# start of TEXT SECTION

# File I/O

# Pathname manipulation

In [52]:
# Most pathname functions will NOT expand '~"
# use expanduser

import os

ep = os.path.expanduser('~/foo/bar/zap.txt')
ep

'/Users/lstead/foo/bar/zap.txt'

In [53]:
# get pieces of paths

[os.path.split(ep), os.path.splitext(ep)]

[('/Users/lstead/foo/bar', 'zap.txt'), ('/Users/lstead/foo/bar/zap', '.txt')]

In [54]:
# put paths together

os.path.join('/Users', 'lstead', 'foo/', 'bar', 'zap.txt')

'/Users/lstead/foo/bar/zap.txt'

In [55]:
# leading /  on foo eliminates components on the left
os.path.join('/Users', 'lstead', '/foo', 'bar', 'zap.txt')

'/foo/bar/zap.txt'

# Getting file status

In [56]:
# os.path.exists and os.access reports file status without throwning errors
# os.stat throws an error if the path doesn't exist. 
import os

# similar to touch
path = '/tmp/touch'
open(path, 'w').close()
os.utime(path, None)


def ac(p):
    # can check exists, readable, writeable, executable
    return([ os.access(p, m) for m in [os.F_OK, os.R_OK, os.W_OK, os.X_OK] ])

ac(path)


[True, True, True, False]

In [57]:
# last accessed time, last modified time
[os.path.getatime(path), os.path.getmtime(path)]

[1474660206.0, 1474660206.0]

In [58]:
# file exists predicate

os.path.exists(path)

True

In [59]:
[os.path.isfile(path), os.path.isdir(path)]

[True, False]

In [60]:
[os.path.isfile('/tmp'), os.path.isdir('/tmp')]

[False, True]

In [61]:
os.stat(path)

os.stat_result(st_mode=33206, st_ino=23774452, st_dev=16777219, st_nlink=1, st_uid=501, st_gid=0, st_size=0, st_atime=1474660206, st_mtime=1474660206, st_ctime=1474660206)

In [62]:
# removes a file, but throws error if it doesn't exist

os.remove(path)
ac(path)

[False, False, False, False]

In [63]:
# file is gone

os.path.exists(path)

False

In [64]:
# stat gets upset and throws an error if the file doesn't exist

os.stat(path)

FileNotFoundError: [Errno 2] No such file or directory: '/tmp/touch'

In [65]:
# Returns list of files and dirs in a directory
# can use isfile and isdir to figure out which is which

os.listdir( os.path.join(os.path.expanduser('~'), 'anaconda'))

['.DS_Store',
 'bin',
 'conda-meta',
 'envs',
 'etc',
 'include',
 'lib',
 'Navigator.app',
 'pkgs',
 'python.app',
 'share',
 'ssl']

# 'walk' and get all the files and dirs under a start dir

In [66]:
g = os.walk('~/anaconda/ssl')

In [67]:
# didn't work - walk doesn't like '~'

next(g)

StopIteration: 

In [68]:
# returns a generator...

e = os.path.expanduser('~/anaconda/ssl')
print(e)
g = os.walk(e)
g

/Users/lstead/anaconda/ssl


<generator object walk at 0x10786bf68>

In [69]:
# nicer than os.listdir() in that files and dirs are in separate lists
# returns (dirpath, dirs in dirpath, files in dir)

# end of TEXT SECTION

◆ SET TASKS
1. Please extract the passage of the file I/O notes between "FileNotFoundError: [Errno 2]" and "os.listdir( os.path.join(os.path.expanduser('~'), 'anaconda'))", inclusive.
2. Name every mode constant that the ac function in the file I/O notes passes to os.access.
Work from the file I/O notes alone.

# start of RAW RECORDS

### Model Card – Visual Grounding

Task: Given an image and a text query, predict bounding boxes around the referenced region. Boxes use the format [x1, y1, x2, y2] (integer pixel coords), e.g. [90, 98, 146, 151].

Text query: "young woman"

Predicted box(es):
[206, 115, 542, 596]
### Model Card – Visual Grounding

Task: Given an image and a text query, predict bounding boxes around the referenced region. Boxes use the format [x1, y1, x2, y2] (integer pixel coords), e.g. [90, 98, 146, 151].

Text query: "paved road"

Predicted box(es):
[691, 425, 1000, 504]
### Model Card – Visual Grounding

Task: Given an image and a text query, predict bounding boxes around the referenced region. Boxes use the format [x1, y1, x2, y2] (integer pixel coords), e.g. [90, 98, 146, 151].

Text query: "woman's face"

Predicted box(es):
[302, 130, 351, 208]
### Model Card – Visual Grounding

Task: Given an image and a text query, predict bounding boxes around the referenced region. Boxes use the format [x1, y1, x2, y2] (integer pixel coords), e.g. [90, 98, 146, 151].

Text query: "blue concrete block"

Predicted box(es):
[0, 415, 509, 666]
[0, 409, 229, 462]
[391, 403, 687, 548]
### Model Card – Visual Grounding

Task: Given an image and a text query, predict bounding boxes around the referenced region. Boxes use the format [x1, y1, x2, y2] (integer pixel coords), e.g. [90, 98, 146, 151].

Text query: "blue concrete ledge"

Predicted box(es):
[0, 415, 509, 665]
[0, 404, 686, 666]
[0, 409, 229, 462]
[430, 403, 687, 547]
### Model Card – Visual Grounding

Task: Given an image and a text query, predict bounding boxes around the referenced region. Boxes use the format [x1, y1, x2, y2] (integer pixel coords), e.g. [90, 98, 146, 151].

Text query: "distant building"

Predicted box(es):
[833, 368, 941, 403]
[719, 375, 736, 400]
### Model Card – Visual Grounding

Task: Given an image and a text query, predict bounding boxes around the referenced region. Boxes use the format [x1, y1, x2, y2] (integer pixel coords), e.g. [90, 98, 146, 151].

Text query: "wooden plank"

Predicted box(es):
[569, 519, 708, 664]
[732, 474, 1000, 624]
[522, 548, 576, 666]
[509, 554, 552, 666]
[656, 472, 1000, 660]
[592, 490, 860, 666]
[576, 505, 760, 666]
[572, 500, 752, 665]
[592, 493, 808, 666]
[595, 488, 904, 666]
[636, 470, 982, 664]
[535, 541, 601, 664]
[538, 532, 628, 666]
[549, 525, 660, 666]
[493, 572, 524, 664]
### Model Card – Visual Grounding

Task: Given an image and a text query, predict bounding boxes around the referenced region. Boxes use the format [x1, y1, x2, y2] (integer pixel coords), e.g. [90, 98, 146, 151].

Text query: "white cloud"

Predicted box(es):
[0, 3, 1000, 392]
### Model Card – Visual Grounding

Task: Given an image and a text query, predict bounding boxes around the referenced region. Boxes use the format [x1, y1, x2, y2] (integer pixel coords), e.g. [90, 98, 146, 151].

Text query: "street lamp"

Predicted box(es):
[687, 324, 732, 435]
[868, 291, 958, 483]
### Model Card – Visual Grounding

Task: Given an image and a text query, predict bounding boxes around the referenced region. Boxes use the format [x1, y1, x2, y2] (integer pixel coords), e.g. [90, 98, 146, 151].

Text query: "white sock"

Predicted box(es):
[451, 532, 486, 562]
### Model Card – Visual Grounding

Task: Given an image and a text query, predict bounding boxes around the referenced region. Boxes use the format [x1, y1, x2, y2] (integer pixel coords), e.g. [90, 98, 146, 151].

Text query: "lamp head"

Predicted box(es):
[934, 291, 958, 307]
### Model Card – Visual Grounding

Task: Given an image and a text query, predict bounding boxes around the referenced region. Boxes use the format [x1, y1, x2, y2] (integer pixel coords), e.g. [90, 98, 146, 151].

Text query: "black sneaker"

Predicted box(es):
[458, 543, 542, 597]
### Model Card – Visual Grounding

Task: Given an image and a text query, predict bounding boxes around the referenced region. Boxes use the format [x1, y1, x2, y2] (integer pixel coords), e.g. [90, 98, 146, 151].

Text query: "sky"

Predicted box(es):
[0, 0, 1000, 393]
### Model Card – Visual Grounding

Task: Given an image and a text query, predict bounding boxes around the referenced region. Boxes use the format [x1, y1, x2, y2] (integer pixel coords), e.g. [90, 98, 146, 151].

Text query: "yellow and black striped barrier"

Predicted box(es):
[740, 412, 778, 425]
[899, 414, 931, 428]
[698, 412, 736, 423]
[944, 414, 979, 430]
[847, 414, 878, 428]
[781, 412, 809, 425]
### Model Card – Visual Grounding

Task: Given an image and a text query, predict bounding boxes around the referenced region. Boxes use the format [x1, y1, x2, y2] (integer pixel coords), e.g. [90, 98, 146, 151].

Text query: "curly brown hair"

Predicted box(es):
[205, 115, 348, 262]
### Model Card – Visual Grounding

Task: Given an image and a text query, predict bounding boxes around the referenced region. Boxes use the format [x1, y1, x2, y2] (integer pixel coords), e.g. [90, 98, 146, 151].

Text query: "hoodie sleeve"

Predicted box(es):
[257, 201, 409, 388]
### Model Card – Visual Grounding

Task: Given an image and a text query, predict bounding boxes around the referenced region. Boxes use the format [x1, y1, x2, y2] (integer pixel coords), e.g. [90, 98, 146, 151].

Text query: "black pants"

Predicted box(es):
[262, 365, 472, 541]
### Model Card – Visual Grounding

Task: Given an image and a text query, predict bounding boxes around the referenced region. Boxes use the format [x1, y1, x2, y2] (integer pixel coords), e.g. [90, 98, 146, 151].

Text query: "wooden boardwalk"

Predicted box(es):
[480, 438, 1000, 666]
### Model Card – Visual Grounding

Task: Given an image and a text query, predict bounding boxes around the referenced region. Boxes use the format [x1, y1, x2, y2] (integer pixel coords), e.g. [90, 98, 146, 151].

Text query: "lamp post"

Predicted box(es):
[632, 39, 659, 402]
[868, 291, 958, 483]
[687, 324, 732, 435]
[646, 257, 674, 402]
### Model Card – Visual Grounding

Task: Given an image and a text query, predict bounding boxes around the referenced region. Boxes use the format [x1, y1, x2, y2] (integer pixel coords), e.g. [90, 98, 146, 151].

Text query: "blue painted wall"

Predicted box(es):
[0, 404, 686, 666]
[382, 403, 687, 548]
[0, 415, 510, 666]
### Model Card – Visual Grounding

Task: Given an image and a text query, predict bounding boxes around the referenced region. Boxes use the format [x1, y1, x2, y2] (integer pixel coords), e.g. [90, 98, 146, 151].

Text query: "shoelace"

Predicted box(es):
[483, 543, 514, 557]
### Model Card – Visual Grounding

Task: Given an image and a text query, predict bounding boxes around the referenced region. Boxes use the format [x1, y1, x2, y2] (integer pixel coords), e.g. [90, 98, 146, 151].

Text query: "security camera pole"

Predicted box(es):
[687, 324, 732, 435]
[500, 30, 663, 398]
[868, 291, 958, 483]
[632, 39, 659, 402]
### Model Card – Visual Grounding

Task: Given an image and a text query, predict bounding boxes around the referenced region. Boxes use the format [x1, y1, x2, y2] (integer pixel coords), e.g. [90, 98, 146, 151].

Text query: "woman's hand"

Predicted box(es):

# end of RAW RECORDS

◆ PER-TASK OUTPUTS
1.
FileNotFoundError: [Errno 2] No such file or directory: '/tmp/touch'

In [65]:
# Returns list of files and dirs in a directory
# can use isfile and isdir to figure out which is which

os.listdir( os.path.join(os.path.expanduser('~'), 'anaconda'))

2. os.F_OK, os.R_OK, os.W_OK, os.X_OK